(Region pointing data)
━━━━━━
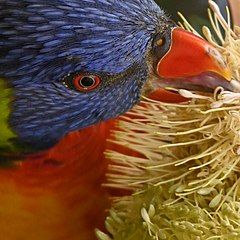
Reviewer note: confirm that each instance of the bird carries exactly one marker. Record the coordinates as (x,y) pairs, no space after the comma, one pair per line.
(67,69)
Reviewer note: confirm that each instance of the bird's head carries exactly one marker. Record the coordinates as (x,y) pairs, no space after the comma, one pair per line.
(71,64)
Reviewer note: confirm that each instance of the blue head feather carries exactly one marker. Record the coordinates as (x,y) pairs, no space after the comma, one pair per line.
(42,41)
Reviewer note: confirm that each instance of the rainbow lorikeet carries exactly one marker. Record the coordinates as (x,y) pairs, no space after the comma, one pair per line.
(65,67)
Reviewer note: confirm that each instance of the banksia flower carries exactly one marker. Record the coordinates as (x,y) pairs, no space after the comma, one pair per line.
(186,174)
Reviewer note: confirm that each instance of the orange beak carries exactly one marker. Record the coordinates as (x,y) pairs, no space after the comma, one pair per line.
(193,64)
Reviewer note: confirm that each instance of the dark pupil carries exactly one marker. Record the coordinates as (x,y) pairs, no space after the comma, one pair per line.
(87,81)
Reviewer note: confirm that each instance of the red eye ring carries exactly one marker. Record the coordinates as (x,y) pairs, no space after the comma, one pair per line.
(86,83)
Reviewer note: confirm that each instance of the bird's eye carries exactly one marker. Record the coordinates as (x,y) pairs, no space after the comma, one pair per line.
(82,82)
(160,42)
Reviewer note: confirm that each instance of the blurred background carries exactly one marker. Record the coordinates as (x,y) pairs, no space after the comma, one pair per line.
(196,10)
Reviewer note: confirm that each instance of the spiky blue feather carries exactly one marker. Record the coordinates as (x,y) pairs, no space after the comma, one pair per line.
(42,41)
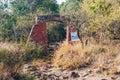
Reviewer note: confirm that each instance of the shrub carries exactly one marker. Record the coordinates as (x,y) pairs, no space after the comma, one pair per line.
(13,56)
(73,56)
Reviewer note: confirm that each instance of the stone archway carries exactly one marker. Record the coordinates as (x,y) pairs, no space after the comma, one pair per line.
(38,32)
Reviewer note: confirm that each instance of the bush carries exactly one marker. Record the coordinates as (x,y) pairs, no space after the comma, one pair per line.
(13,56)
(73,56)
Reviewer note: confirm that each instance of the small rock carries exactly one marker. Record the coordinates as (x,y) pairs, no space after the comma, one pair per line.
(75,75)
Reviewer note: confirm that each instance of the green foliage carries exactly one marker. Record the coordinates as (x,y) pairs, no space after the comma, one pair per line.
(98,16)
(20,14)
(14,57)
(56,33)
(69,6)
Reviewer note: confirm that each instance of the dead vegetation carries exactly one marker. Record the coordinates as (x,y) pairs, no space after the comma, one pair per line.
(105,57)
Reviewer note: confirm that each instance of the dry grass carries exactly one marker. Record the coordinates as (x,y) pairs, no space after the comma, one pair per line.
(97,55)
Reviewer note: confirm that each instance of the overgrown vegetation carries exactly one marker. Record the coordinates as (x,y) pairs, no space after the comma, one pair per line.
(12,56)
(96,55)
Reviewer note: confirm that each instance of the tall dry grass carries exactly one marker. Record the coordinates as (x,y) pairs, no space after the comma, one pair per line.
(96,55)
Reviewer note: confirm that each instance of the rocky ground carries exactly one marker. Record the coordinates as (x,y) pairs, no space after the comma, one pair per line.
(51,73)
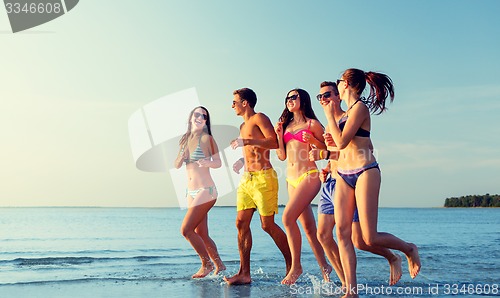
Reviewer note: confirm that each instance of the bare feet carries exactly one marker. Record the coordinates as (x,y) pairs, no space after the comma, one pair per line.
(396,270)
(219,268)
(238,279)
(413,261)
(204,271)
(326,270)
(292,276)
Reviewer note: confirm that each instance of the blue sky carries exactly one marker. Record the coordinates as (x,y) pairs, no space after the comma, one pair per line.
(69,87)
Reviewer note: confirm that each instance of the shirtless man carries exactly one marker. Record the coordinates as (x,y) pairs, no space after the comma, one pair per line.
(326,220)
(258,188)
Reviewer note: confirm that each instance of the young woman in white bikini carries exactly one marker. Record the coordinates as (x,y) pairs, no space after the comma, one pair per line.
(200,153)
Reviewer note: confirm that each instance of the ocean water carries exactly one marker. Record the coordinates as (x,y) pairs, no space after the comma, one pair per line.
(141,251)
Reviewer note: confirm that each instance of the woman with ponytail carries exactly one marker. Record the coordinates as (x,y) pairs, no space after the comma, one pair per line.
(359,172)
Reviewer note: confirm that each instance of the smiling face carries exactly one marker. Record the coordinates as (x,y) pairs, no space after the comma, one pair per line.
(326,93)
(238,104)
(198,119)
(293,101)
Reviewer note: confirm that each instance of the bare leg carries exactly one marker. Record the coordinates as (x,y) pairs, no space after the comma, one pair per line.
(194,216)
(393,259)
(297,207)
(344,210)
(279,238)
(202,230)
(309,224)
(326,223)
(367,197)
(243,220)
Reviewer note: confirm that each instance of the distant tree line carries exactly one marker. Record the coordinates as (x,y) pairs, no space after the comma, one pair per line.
(486,200)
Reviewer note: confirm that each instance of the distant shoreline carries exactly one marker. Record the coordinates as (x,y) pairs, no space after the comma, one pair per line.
(473,201)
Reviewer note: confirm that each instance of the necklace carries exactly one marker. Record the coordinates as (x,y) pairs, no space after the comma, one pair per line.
(352,106)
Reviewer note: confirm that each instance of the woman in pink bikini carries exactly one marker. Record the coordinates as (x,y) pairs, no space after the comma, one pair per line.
(298,130)
(200,153)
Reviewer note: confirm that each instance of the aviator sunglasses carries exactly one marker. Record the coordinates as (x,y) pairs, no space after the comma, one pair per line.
(325,95)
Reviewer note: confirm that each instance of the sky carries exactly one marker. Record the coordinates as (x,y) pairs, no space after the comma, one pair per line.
(69,87)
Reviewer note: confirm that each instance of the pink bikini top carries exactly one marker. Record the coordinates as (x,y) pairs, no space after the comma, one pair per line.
(297,135)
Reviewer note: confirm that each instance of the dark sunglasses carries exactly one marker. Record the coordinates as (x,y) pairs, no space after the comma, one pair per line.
(325,95)
(198,115)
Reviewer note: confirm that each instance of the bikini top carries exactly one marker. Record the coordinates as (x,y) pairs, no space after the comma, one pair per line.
(197,154)
(360,133)
(297,135)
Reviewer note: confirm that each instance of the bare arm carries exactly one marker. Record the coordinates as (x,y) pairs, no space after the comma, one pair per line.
(280,151)
(213,161)
(357,116)
(180,157)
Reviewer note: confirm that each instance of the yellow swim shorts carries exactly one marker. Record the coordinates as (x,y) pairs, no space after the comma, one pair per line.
(259,190)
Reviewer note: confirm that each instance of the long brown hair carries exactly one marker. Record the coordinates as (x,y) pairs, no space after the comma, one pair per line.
(381,87)
(305,107)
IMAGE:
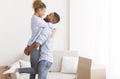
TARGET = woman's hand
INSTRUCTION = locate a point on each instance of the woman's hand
(53, 33)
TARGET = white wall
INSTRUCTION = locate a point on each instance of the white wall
(86, 28)
(15, 31)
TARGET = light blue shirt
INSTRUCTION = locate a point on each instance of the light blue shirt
(37, 25)
(46, 48)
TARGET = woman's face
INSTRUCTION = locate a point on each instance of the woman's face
(42, 12)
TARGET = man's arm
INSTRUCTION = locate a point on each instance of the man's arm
(45, 34)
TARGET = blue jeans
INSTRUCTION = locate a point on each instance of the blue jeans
(40, 67)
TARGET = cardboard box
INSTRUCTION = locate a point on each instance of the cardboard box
(84, 67)
(86, 70)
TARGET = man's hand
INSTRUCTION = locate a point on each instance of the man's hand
(53, 33)
(34, 46)
(30, 49)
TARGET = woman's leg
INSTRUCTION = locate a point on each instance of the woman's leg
(43, 67)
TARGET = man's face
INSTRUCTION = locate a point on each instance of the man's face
(49, 17)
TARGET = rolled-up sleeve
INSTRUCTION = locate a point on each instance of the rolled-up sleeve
(44, 35)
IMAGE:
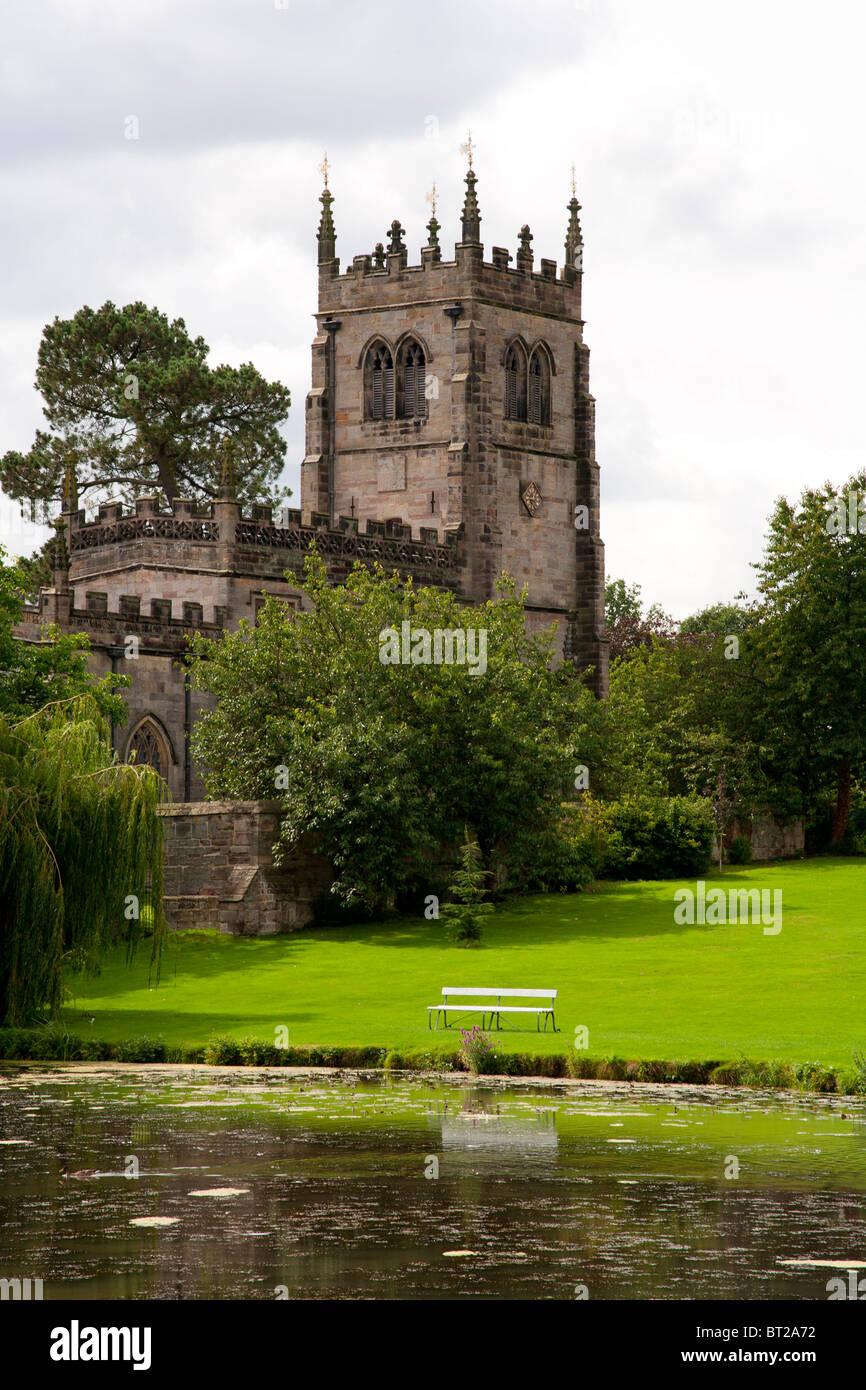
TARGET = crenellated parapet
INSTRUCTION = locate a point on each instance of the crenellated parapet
(223, 524)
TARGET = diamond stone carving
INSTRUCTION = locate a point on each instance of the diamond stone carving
(531, 498)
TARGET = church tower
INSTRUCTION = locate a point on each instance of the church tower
(451, 399)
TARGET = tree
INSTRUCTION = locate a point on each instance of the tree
(812, 640)
(628, 627)
(463, 918)
(134, 407)
(81, 849)
(387, 762)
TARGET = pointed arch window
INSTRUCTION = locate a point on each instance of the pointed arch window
━━━━━━
▶ _Problem to solve_:
For this exercise, set down exactly the lines that run from the line holding "INSTRUCTION = locate a point on each instance of the white" to the last line of the records above; include both end lines and omit pictures.

▶ _Answer box_:
INSTRUCTION = locate a point on each instance of the white wall
(86, 28)
(15, 31)
TARGET = light blue shirt
INSTRUCTION = locate a point on each instance of the light blue shirt
(37, 25)
(46, 48)
TARGET = woman's face
INSTRUCTION = locate a point on each instance of the woman's face
(42, 12)
TARGET = man's arm
INSTRUCTION = locate a point on each instance of the man's arm
(45, 34)
TARGET = blue jeans
INSTRUCTION = locate a point on each instance of the blue jeans
(40, 67)
TARGET = cardboard box
INSTRUCTION = locate a point on each instance of the cardboard box
(84, 67)
(86, 70)
TARGET = man's hand
INSTRUCTION = locate a point on each instance of the man's hand
(53, 33)
(34, 46)
(30, 49)
TARGET = woman's leg
INSTRUCTION = locate a point on each instance of the woman's leg
(43, 67)
TARGET = man's face
INSTRUCTION = locate a point on each instance of the man's face
(49, 17)
TARGET = rolled-up sleeve
INSTRUCTION = locate a point on each instance of the rolled-up sleeve
(44, 35)
IMAGE:
TARGET = crenellated parapet
INSTRUCTION = locate a point on each instance of the crenellated parapet
(223, 524)
TARGET = diamond stone carving
INSTRUCTION = locate a point on each instance of the diamond stone carving
(531, 498)
TARGET = church tower
INSTRUCTION = locate a point on each instance of the church tower
(451, 399)
TARGET = tree
INSTRUCTION = locate a point on each instance of the tree
(812, 640)
(628, 627)
(463, 918)
(134, 407)
(81, 849)
(387, 762)
TARGET = pointed arch window
INSTRUCTION = locate a point on each instance of the pointed arch window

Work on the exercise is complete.